## [OBIETTIVO 1]
Traduci in inglese questa frase del testo sulle varianti: "Un altro tipo di variante è quella che influenza il quadro economico senza coinvolgere i rapporti con l’impresa e quindi il contratto."
## [OBIETTIVO 2]
Trascrivi dal testo sulle varianti il passo che va da "Un altro tipo" fino a "modificano il contratto." incluso.

## [TESTO DA LEGGERE]
---*---
Un altro tipo di variante è quella che influenza il quadro economico senza coinvolgere i rapporti con l’impresa e quindi il contratto. Si noti che la preoccupazione del legislatore, ben chiara nell’articolo 25, è quella di disciplinare le varianti cosiddette contrattualizzate, vale a dire quelle che influenzano i lavori appaltati e i rapporti con l’impresa; il tutto allo scopo evidente di inibire le prassi abusate delle perizie suppletive; non si sofferma invece su quelle variazioni progettuali che pur modificando il quadro economico del progetto non modificano il contratto.
---*---
## [ESTRATTI DELLE VOCI]

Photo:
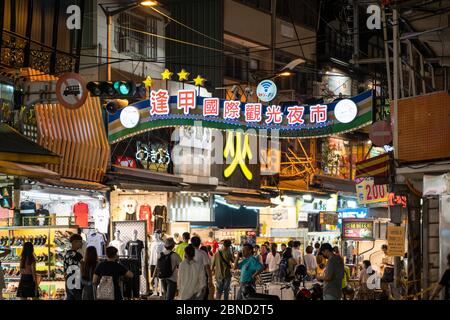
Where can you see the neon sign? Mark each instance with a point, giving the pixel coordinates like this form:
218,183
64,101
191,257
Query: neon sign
187,108
239,151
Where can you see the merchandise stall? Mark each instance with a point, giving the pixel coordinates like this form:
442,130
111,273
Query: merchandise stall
320,211
50,244
238,237
47,216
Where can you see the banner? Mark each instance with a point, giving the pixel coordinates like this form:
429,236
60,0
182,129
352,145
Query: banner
374,167
302,121
357,229
396,241
369,192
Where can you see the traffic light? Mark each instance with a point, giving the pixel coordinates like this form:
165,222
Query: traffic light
116,89
112,106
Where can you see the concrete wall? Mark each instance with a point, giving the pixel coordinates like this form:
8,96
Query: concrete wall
100,45
240,20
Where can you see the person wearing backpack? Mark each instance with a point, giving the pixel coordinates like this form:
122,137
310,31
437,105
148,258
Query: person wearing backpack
221,267
167,266
287,266
88,266
107,276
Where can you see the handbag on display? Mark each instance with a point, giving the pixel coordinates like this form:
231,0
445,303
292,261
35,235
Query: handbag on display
105,289
388,275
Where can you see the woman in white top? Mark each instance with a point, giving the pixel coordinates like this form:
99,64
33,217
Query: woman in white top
273,259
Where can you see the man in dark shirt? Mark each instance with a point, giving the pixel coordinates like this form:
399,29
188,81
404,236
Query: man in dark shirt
72,268
112,268
444,283
334,273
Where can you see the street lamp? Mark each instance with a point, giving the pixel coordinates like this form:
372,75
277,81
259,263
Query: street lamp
148,3
110,13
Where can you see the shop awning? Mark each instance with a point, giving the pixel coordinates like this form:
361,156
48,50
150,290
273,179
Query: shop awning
30,74
145,174
76,184
249,201
333,184
26,170
16,147
140,179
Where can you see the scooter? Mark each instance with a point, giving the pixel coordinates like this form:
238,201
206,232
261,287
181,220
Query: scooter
249,293
301,293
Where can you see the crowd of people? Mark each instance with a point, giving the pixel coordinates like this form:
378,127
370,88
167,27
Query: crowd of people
189,270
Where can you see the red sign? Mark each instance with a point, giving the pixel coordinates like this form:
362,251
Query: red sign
357,229
396,200
71,90
381,133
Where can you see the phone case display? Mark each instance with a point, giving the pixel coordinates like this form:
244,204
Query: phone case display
6,194
132,234
127,206
160,214
50,244
96,240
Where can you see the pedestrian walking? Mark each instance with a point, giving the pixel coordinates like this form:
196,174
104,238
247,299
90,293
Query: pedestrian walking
88,266
107,276
191,276
250,268
72,268
221,267
334,273
28,284
168,264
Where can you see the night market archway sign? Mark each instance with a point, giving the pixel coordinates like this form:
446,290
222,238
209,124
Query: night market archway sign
188,109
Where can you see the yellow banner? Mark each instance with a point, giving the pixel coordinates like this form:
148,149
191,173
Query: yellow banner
396,241
368,192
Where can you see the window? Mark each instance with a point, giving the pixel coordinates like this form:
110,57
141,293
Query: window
131,37
239,66
260,4
6,93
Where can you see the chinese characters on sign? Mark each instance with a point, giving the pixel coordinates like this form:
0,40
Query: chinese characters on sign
252,112
396,241
357,229
154,157
159,102
369,192
239,151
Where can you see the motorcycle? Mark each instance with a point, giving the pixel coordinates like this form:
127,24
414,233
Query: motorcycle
298,287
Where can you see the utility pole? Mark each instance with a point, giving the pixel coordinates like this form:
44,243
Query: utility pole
386,53
356,31
274,31
396,59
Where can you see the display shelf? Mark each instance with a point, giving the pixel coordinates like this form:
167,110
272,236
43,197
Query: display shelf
38,264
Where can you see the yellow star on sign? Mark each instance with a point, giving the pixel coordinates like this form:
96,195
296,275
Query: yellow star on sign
183,75
239,152
147,82
199,81
166,74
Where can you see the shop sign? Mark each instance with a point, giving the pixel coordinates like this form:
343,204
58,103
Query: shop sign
395,200
320,204
154,156
189,109
329,218
378,167
360,213
357,229
71,90
396,241
369,192
240,151
280,214
266,90
129,117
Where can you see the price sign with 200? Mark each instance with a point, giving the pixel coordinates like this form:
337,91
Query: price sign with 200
375,192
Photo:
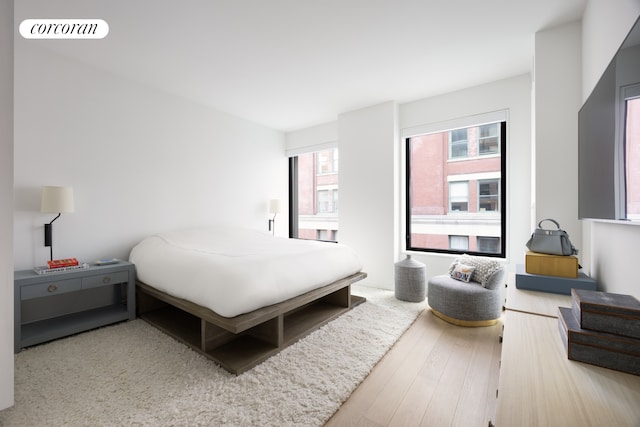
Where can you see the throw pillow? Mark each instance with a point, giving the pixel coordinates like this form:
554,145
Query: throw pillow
462,272
484,267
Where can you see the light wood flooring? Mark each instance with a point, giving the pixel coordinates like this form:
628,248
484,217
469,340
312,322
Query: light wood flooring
437,374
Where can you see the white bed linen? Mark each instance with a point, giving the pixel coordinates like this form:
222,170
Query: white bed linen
234,271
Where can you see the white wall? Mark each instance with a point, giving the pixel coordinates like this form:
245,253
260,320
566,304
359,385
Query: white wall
372,171
140,161
557,101
6,207
514,96
613,246
367,139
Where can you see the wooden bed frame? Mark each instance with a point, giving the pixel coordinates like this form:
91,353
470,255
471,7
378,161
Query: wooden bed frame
242,342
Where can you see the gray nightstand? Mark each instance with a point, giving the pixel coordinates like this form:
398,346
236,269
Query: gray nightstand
54,305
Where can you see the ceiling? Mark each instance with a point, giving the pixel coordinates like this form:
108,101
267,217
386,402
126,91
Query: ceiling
291,64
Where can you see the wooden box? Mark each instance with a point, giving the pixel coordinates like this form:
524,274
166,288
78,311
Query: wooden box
598,348
606,312
551,265
556,285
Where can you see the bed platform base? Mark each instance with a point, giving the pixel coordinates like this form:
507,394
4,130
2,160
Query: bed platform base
242,342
---*---
## [SOLUZIONE SCRITTA 1]
Another type of variation is one that affects the economic framework without involving relations with the contractor, and therefore the contract.

## [SOLUZIONE SCRITTA 2]
Un altro tipo di variante è quella che influenza il quadro economico senza coinvolgere i rapporti con l’impresa e quindi il contratto. Si noti che la preoccupazione del legislatore, ben chiara nell’articolo 25, è quella di disciplinare le varianti cosiddette contrattualizzate, vale a dire quelle che influenzano i lavori appaltati e i rapporti con l’impresa; il tutto allo scopo evidente di inibire le prassi abusate delle perizie suppletive; non si sofferma invece su quelle variazioni progettuali che pur modificando il quadro economico del progetto non modificano il contratto.